▶ [Given request] Return every line in the records below that contains the word "suit". Case counts.

● ● ● ●

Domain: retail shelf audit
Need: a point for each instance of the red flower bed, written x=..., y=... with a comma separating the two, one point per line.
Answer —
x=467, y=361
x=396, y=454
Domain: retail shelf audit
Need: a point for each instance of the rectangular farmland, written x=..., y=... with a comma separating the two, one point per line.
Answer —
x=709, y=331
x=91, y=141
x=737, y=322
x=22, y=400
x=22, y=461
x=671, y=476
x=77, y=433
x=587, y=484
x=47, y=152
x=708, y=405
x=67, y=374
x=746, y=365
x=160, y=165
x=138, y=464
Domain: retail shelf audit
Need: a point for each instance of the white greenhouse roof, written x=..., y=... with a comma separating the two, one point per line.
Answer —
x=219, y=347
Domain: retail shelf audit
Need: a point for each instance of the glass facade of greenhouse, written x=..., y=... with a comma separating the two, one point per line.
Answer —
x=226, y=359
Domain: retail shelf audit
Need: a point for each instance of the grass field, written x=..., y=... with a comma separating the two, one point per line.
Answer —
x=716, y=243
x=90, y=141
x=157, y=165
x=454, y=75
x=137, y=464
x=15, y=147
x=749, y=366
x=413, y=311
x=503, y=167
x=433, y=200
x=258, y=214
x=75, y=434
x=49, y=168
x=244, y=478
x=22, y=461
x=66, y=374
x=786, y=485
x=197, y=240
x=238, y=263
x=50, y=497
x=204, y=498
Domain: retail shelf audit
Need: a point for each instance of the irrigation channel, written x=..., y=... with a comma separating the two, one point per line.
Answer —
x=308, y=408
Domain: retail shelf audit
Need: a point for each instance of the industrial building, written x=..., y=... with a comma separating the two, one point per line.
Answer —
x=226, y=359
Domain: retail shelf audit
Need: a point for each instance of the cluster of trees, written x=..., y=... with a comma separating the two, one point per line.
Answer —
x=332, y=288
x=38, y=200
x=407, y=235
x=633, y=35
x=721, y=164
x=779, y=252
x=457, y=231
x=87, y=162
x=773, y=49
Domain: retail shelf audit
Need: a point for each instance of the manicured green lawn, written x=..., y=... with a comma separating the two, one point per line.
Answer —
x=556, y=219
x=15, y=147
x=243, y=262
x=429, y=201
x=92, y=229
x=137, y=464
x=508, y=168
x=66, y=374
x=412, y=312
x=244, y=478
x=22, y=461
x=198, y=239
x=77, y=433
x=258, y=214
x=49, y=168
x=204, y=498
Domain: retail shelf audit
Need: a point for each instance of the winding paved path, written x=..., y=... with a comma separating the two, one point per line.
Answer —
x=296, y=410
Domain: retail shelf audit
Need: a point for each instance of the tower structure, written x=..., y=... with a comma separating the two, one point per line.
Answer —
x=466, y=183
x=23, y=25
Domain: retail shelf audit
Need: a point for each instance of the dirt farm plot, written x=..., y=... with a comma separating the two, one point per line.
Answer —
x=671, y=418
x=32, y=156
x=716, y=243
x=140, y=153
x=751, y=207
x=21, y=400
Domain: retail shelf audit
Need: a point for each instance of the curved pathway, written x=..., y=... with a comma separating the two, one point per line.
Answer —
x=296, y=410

● ● ● ●

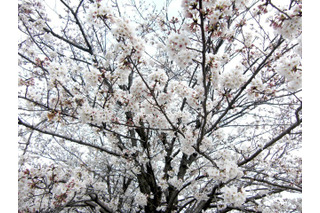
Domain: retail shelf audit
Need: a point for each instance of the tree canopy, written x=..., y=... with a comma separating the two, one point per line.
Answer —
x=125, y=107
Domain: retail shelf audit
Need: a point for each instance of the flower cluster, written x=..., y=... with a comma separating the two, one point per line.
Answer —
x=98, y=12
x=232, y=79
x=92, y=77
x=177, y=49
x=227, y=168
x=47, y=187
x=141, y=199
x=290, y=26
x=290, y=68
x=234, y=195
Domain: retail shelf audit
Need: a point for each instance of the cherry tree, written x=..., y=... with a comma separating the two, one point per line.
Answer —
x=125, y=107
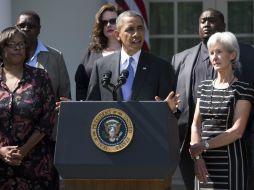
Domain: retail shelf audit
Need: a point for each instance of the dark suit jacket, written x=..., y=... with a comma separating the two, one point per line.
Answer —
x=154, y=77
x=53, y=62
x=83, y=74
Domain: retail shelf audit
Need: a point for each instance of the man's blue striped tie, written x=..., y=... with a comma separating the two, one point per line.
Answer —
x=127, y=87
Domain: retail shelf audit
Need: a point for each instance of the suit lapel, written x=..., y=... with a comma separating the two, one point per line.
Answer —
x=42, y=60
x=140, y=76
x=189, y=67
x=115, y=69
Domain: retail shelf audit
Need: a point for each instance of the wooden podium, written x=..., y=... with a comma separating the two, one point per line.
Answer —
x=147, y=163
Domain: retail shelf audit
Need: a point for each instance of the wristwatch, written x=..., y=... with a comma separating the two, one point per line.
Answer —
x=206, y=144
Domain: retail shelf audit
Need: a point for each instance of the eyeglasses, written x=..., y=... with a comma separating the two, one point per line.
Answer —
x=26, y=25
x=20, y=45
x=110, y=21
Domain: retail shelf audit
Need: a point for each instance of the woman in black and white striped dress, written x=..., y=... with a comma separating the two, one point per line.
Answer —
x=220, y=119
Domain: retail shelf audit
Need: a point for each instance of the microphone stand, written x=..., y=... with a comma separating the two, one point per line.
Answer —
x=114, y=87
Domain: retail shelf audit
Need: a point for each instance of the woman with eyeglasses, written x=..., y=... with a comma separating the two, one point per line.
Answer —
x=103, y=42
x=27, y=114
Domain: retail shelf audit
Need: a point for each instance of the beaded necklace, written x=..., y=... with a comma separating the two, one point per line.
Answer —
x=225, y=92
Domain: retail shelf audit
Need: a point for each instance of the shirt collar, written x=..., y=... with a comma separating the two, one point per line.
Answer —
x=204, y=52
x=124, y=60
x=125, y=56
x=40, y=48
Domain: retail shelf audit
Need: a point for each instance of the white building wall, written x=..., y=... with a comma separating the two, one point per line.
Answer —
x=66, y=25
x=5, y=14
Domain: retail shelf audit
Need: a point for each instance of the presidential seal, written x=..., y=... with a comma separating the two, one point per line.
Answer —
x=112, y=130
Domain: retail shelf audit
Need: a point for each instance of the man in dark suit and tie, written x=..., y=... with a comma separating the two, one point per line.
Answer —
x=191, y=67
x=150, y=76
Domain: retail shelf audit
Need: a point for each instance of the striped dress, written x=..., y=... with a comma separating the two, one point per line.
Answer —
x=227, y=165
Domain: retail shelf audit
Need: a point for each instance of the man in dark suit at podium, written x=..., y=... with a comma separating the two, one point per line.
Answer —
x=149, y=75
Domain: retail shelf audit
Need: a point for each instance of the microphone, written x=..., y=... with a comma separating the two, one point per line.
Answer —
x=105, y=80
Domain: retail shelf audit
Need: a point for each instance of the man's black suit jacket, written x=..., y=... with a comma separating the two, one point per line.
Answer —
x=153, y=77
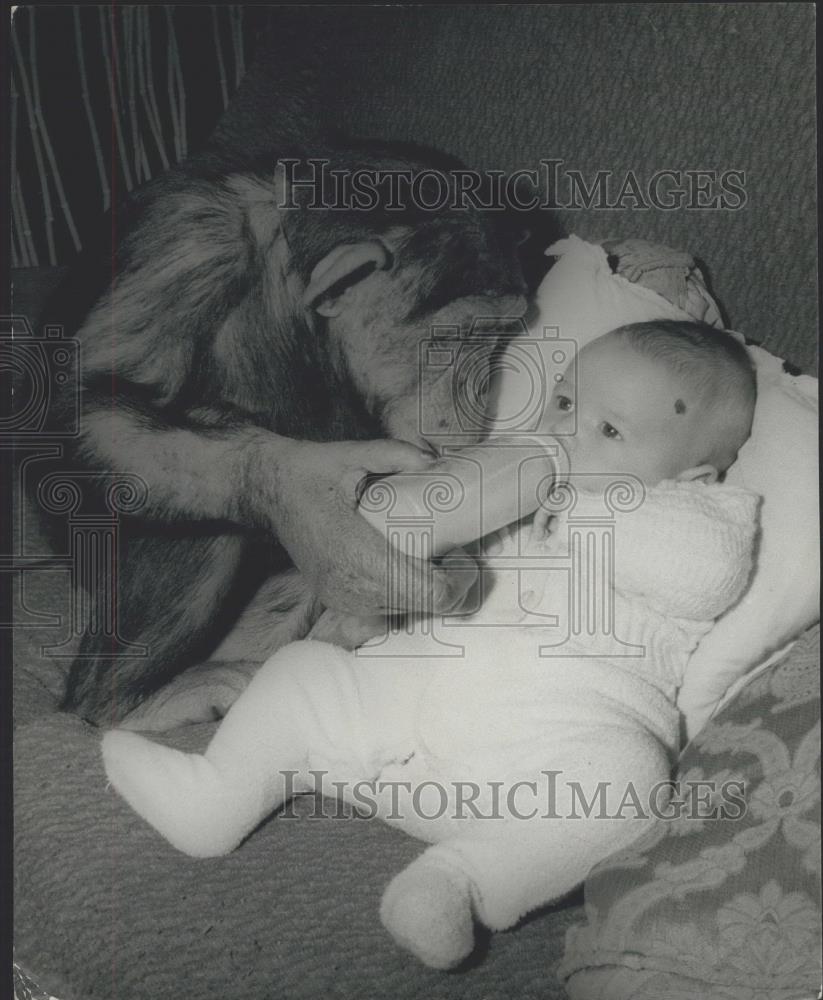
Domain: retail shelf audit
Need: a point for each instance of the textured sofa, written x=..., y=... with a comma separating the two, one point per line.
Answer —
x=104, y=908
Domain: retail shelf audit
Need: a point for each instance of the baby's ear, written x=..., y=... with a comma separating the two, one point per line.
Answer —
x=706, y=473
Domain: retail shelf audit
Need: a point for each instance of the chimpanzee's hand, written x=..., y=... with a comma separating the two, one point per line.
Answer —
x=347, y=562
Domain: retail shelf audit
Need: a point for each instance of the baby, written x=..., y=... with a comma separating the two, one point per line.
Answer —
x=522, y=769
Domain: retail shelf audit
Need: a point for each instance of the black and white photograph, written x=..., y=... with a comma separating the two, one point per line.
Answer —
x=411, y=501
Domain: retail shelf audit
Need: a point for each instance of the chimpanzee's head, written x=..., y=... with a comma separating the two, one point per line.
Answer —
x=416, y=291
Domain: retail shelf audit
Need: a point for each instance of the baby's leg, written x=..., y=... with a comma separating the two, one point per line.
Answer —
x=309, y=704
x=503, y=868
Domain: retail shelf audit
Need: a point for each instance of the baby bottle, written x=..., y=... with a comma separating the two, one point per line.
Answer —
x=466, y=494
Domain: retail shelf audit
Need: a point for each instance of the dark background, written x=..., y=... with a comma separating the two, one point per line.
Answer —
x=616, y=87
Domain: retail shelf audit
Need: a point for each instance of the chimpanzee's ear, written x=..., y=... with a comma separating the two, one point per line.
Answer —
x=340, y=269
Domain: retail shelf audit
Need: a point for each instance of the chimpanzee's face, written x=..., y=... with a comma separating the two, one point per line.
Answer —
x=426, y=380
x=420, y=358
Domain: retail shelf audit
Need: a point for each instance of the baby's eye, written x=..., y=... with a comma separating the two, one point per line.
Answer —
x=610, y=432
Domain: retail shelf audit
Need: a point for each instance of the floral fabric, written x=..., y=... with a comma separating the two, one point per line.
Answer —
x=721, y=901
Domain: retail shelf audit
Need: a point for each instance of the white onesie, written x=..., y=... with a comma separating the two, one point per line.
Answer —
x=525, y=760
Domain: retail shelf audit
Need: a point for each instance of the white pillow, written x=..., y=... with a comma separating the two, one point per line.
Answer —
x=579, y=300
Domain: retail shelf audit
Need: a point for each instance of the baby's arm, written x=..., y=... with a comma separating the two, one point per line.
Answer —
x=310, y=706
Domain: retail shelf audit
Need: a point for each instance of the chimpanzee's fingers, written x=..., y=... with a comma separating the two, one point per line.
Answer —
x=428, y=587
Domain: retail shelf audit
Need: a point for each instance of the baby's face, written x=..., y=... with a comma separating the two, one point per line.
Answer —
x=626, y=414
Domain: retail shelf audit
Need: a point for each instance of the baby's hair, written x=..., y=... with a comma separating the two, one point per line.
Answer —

● ● ● ●

▶ [Answer to the problem]
Need: a point for each instance of the dark suit jacket, written x=..., y=... with a comma separating the two, one point per line.
Need: a point for each instance of the suit lapel, written x=..., y=... with a comma separating the two, one point per line.
Need: a point for each instance of the man in dark suit and tie, written x=..., y=... with a comma separating the two, one point per line.
Need: a point for each instance of the man in dark suit at podium, written x=..., y=... with a comma separating the two, one point per line.
Need: a point for each instance of the man's black suit jacket, written x=..., y=... with a comma separating the two, one point per line.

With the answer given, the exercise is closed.